--- Compito ---
Secondo l'estratto qui sotto, perché scrivere non è di per sé un atto produttivo? Rispondi in una-tre frasi.

──────── Estratto ────────

E questo è un limite, poiché il riso esiste.
Scrivere - Non è
nulla in sé, non è un atto produttivo: è come parlare, le parole scritte non
sono meno volatili di quelle dette. Si “scrive”, si è “scritto”, quando si
viene letti, quando si è stabilito un contatto con altra memoria. Lo scrittore
è altrimenti un conversatore – brillante, incontenibile, noioso, fluviale, che
sia. Per quanto amabile possa essere. E poi c’è il famoso Didimo di Alessandria.
Uno che ha scritto 3.500 opere senza lasciare nulla. Forse pseudonimo – o eponimo,
per dire dell’inesistenza della scrittura in sé: Didimo avrebbe “scritto” un’opera al giorno
per dieci anni, oppure una ogni tre giorni per trent’anni, una ogni sei per sessant’anni,
e nulla ne è rimasto. A parte il soprannome, “Calcentero”, stomaco di ferro –
di bronzo a essere precisi.
Storia – Prende sempre più piede nella narrazione,
anche al di fuori del “romanzo storico” – la metanarrativa. Nel senso di dessous della narrativa. E nel senso di
Lyotard, specie ora che altre letture (media, rete) sono disinformative: della
storia come verità, o “tutto” di una certa cosa, su basi razionali. A uso del
potere, ma anche della giustizia, della conoscenza, della saggezza.
La
narrazione per la narrazione che U. Eco ha popolarizzato (“Il nome”, “Il
pendolo”), e di cui il postmoderno generazionale (Baricco e le scuole di
scrittura – le “nuove leve”) si è appropriato, di una storia che non è storia,
una geografia che è nessun luogo, nomi che non sono persone, neanche per
approssimazione, è un gioco gratuito che non lascia memoria, e può anche
dispiacere nel suo stesso srotolarsi come meccanismo, dopo la prima sorpresa.
Le
storie nella storia aggiungono e non spiegano. Non fanno da contrappeso, a
un’inferenza, a un parere, a un detto o regesto
Né operano algebricamente – un positivo, per esempio, dalla somma di due
negativi. Aggiungono indeterminatezza a indeterminatezza.
Sono
dunque inutili? Non più del procedimento narrativo classico, della storia con
un impianto, un principio, un filo e una fine.
Tradizione – Vive in
quanto pregnante – nuovamente, sempre. Si fa valere come un ritorno al passato,
una forma del buon ricordo. E in una sorta d’immutabilità. Mentre è solo viva
in quanto muove e commuove oggi, rinnovata, come estratto o rilettura. In forme
e con sensi che la rivitalizzino e la impregnino.
Non c’è la
tradizione, naturalmente, nel mentre che si fa. È una resurrezione, anche se
non di un cadavere: di una morte apparente.

──────── Contenuto del dataset ────────

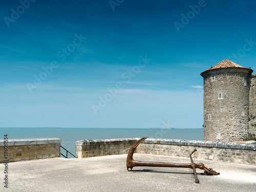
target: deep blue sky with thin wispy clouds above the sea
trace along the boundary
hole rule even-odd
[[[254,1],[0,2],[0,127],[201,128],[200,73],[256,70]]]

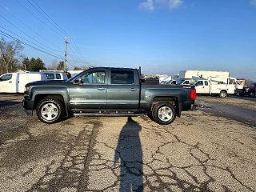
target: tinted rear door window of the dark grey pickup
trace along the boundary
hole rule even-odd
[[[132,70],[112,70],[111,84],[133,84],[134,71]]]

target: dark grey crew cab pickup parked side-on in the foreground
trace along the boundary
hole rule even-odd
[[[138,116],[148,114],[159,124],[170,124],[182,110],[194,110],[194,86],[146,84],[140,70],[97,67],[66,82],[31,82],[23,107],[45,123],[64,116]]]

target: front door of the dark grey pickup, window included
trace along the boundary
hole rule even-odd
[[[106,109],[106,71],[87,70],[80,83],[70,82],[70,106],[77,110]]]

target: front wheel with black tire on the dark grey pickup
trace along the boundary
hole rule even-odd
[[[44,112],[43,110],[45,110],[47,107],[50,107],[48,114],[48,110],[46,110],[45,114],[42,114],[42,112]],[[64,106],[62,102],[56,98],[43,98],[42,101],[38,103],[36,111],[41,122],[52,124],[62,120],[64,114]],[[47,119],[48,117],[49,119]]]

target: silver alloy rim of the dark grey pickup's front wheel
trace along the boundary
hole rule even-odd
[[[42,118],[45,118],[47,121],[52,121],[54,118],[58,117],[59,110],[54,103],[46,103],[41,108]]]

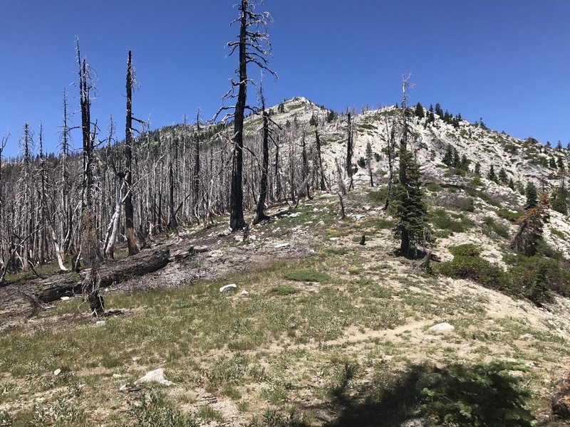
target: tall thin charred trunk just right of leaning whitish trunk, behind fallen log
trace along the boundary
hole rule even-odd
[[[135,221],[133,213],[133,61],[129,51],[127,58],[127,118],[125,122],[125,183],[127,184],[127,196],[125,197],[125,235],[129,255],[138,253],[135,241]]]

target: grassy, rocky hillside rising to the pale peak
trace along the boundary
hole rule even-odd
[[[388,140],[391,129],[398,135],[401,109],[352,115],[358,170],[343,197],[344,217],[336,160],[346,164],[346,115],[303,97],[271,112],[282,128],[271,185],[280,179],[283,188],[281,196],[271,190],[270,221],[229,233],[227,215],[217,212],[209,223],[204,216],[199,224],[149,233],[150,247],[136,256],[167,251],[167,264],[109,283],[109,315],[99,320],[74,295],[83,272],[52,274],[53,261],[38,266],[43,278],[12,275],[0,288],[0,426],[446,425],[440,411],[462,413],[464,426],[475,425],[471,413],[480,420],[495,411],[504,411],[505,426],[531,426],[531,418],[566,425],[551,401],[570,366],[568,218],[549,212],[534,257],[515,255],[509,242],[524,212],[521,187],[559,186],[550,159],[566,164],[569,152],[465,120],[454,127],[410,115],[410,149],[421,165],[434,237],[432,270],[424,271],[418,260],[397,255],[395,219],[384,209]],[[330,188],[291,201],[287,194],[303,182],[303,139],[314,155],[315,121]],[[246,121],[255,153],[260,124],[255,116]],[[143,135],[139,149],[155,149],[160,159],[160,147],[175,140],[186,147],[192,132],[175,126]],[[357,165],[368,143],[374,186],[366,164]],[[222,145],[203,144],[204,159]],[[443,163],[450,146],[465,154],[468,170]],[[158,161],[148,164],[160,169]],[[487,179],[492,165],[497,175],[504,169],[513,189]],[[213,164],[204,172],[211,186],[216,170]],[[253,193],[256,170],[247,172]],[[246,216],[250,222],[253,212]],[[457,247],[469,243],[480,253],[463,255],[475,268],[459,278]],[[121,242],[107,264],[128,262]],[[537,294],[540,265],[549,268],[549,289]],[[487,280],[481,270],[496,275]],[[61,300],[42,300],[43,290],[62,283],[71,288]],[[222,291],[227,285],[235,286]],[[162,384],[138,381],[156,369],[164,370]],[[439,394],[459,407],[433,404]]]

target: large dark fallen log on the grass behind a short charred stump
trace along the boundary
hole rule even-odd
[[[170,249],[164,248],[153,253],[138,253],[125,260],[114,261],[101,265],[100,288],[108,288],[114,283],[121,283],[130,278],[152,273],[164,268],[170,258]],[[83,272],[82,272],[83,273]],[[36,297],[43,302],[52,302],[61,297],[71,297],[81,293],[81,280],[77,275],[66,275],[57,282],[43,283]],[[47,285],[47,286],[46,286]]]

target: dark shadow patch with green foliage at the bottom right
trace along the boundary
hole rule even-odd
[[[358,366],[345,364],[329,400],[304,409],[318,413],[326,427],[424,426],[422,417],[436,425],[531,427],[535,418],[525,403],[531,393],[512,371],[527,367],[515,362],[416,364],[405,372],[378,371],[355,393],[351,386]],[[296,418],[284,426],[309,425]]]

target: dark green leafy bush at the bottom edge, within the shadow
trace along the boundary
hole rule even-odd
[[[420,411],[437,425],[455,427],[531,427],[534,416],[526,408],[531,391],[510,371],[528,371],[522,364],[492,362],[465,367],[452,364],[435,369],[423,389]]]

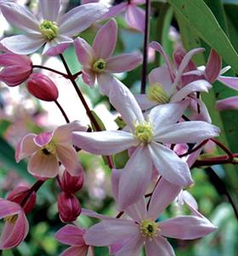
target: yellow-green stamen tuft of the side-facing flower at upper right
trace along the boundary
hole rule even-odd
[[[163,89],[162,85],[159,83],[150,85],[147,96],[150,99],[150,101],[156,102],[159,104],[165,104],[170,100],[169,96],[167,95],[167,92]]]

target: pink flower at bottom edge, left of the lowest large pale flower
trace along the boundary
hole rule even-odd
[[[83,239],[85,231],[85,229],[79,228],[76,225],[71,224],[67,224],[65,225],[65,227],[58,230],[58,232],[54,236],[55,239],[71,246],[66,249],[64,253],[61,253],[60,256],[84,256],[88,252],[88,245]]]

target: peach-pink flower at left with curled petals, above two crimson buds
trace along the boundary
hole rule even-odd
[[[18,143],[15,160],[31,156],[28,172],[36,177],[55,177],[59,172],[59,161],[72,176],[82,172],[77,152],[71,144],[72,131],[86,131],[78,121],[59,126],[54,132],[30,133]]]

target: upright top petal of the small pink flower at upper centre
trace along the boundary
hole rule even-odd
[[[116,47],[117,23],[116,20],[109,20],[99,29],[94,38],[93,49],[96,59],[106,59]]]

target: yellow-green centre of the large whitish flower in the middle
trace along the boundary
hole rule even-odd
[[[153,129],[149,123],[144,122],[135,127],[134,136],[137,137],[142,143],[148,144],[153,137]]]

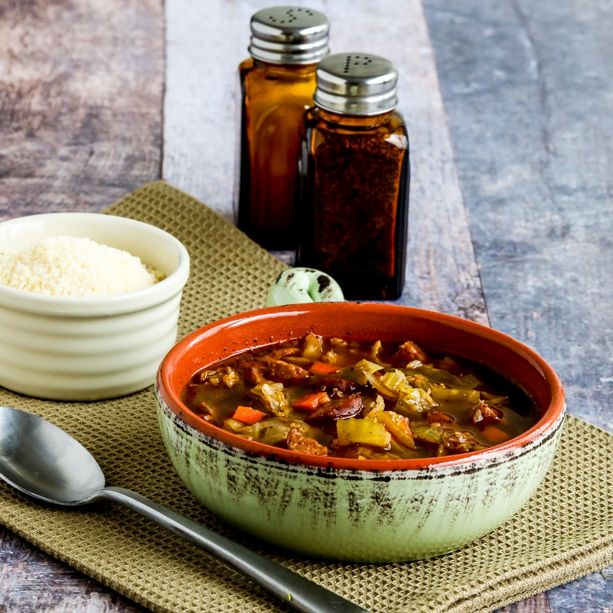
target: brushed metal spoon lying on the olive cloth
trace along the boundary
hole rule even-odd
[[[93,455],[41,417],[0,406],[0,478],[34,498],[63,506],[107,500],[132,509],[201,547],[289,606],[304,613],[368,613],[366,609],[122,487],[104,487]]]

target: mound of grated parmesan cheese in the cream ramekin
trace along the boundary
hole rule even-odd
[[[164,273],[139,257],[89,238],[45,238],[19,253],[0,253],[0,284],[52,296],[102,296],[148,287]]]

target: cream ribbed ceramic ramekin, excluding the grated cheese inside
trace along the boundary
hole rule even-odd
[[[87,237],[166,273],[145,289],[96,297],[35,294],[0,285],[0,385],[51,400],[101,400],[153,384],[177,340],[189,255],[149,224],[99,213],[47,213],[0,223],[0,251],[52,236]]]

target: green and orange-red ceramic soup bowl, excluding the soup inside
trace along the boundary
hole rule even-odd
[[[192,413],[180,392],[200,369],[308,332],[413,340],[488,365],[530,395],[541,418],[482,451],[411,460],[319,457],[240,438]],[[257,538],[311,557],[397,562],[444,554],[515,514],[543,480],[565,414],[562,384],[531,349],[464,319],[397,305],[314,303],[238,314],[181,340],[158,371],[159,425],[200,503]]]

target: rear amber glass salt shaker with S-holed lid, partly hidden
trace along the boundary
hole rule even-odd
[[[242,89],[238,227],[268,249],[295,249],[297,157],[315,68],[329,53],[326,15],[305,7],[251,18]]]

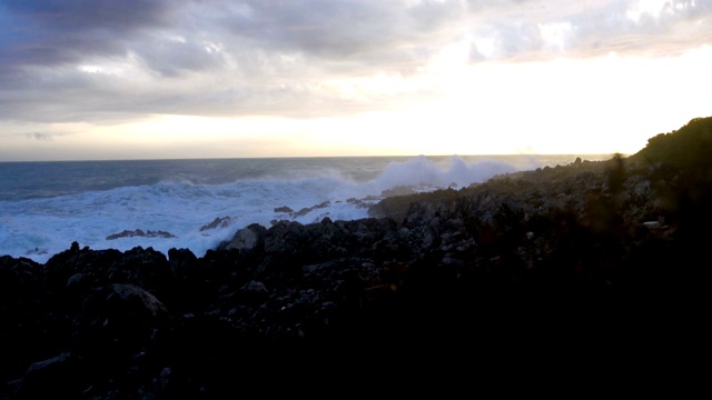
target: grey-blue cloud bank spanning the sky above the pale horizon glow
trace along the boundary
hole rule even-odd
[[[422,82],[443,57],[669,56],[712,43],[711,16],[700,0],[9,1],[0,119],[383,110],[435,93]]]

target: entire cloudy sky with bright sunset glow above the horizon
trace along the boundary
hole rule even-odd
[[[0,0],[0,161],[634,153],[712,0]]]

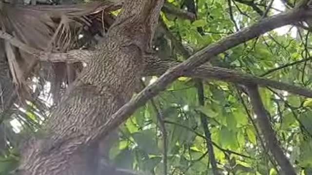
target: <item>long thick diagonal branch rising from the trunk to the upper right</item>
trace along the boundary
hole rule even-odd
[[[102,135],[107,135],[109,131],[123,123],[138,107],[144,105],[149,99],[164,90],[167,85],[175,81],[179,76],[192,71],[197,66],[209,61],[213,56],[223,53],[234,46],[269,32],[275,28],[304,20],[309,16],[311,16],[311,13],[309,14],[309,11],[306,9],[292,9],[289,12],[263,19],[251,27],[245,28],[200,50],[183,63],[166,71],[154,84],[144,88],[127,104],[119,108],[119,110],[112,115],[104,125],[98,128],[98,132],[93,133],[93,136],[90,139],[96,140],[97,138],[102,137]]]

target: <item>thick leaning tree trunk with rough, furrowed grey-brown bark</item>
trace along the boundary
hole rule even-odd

────────

--- Risposta ---
Perché le parole scritte non sono meno volatili di quelle dette, quindi scrivere è come parlare. Si "scrive" davvero solo quando si viene letti, cioè quando si è stabilito un contatto con un'altra memoria. Altrimenti lo scrittore è soltanto un conversatore.